═══ TEXT TO READ

PM Helen Clark insisted New Zealand's role in the war in Afghanistan would stay secret. Now, for the first time, the story can be told. Nicky Hager investigates.

The war in Afghanistan was fought by intelligence analysts sitting at computers and special force commandos roving in mountains and lowlands. New Zealanders played important roles in both parts.

New Zealand military intelligence officers worked in the very heart of the American operational command, at the US military coalition headquarters at Bagram air base, 65km north of Kabul. They were involved in tracking enemy forces and identifying combat targets.

The Americans thought highly of their efforts. New Zealand's second highest defence intelligence officer, lieutenant colonel Mike Hickman, was nominated for the US bronze star medal for "meritorious achievement in connection with combat operations".

New Zealand's roles - revealed for the first time - show Wellington still enjoys very close intelligence links with Washington, despite the Anzus rift. Only the closest friends of the US are invited to intelligence headquarters during a shooting war.

══════
═══ THE RECORDS

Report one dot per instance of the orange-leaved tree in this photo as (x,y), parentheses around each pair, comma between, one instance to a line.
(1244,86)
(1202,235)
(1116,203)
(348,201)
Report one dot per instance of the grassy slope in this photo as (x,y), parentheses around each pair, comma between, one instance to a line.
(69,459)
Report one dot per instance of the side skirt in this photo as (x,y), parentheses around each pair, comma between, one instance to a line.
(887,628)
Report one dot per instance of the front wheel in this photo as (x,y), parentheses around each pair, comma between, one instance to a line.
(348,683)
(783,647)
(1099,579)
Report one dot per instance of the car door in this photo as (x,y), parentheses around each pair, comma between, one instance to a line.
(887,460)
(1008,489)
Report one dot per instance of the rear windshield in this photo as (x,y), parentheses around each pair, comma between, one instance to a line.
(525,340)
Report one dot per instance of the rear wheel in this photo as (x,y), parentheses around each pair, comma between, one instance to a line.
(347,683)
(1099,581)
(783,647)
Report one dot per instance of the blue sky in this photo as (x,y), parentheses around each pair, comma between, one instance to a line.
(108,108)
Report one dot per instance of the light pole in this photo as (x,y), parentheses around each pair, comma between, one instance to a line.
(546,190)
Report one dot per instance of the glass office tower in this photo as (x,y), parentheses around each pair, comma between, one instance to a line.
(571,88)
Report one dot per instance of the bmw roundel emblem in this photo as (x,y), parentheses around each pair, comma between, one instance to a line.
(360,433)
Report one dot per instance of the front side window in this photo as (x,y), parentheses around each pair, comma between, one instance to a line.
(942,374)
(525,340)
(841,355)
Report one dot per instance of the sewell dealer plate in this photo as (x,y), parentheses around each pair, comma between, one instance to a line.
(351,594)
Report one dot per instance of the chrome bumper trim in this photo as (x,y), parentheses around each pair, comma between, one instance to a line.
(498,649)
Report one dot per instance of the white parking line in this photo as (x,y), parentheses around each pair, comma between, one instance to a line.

══════

SET OF TASKS:
1: Copy the entries word for word, starting at the line that contains "Report one dot per instance of the rear wheel" and ending with the last entry.
2: Continue the article on New Zealand's secret role in the war in Afghanistan from its last sentence.

RESULTS IN ORDER:
1:
Report one dot per instance of the rear wheel in this photo as (x,y), parentheses around each pair, comma between, one instance to a line.
(347,683)
(1099,581)
(783,647)
Report one dot per instance of the blue sky in this photo as (x,y), parentheses around each pair, comma between, one instance to a line.
(108,108)
Report one dot per instance of the light pole in this photo as (x,y), parentheses around each pair, comma between, one instance to a line.
(546,190)
Report one dot per instance of the glass office tower in this photo as (x,y), parentheses around each pair, comma between, one instance to a line.
(571,88)
Report one dot per instance of the bmw roundel emblem in this photo as (x,y), parentheses around each pair, comma between, one instance to a line.
(360,433)
Report one dot per instance of the front side window in this photo as (x,y), parentheses around each pair, comma between, one instance to a line.
(942,374)
(525,340)
(841,355)
Report one dot per instance of the sewell dealer plate in this photo as (x,y), parentheses around each pair, comma between, one instance to a line.
(351,594)
Report one dot per instance of the chrome bumper trim in this photo as (x,y), parentheses around each pair, comma between, one instance to a line.
(498,649)
Report one dot per instance of the white parking line in this photo as (x,y), parentheses around each pair, comma between, one instance to a line.

2:
The work of the New Zealand intelligence officers - code-named Operation Kiwi Cracker - was part of a wider military strategy. The war consisted of high-tech intelligence operations identifying targets - buildings, roads, bridges, people - and then jets being sent screaming across the skies from distant aircraft carriers and bases to destroy them with precision-guided missiles.

The main job of the special forces, including our Special Air Service (SAS), was to help direct this bombing, usually from a safe position well away from the targets.

During Operation Anaconda in eastern Afghanistan in March 2002, SAS soldiers directed air attacks by "illuminating" targets with pulsing infrared marker beams - invisible to the naked eye, but clear to the incoming aircrafts' sensors.

The objective of Anaconda was basically extermination rather than taking prisoners. Other special forces, including the Australian SAS, were deployed to cut off escape routes from the area.

Bombing began on March 2. In the next few days "wave after wave of B-52s and other aircraft unleashed bombs" in order, as a foreign report in one newspaper euphemistically described it, to "soften enemy positions in the snow-capped peaks".

At the start of the attack there were an estimated 1000 Afghan fighters. By March 13, the number still "active" had been "revised downward" to 100. US special forces and their local allies then combed the area attacking groups that had survived the bombing in positions such as rock overhangs. Intense bombing isn't about trying to take prisoners.

According to a US military report, one such group was found surrounded by five large bomb craters. It had "survived until overrun by US infantry". This is the new face of war in the 21st century, where one superpower has overwhelming military might.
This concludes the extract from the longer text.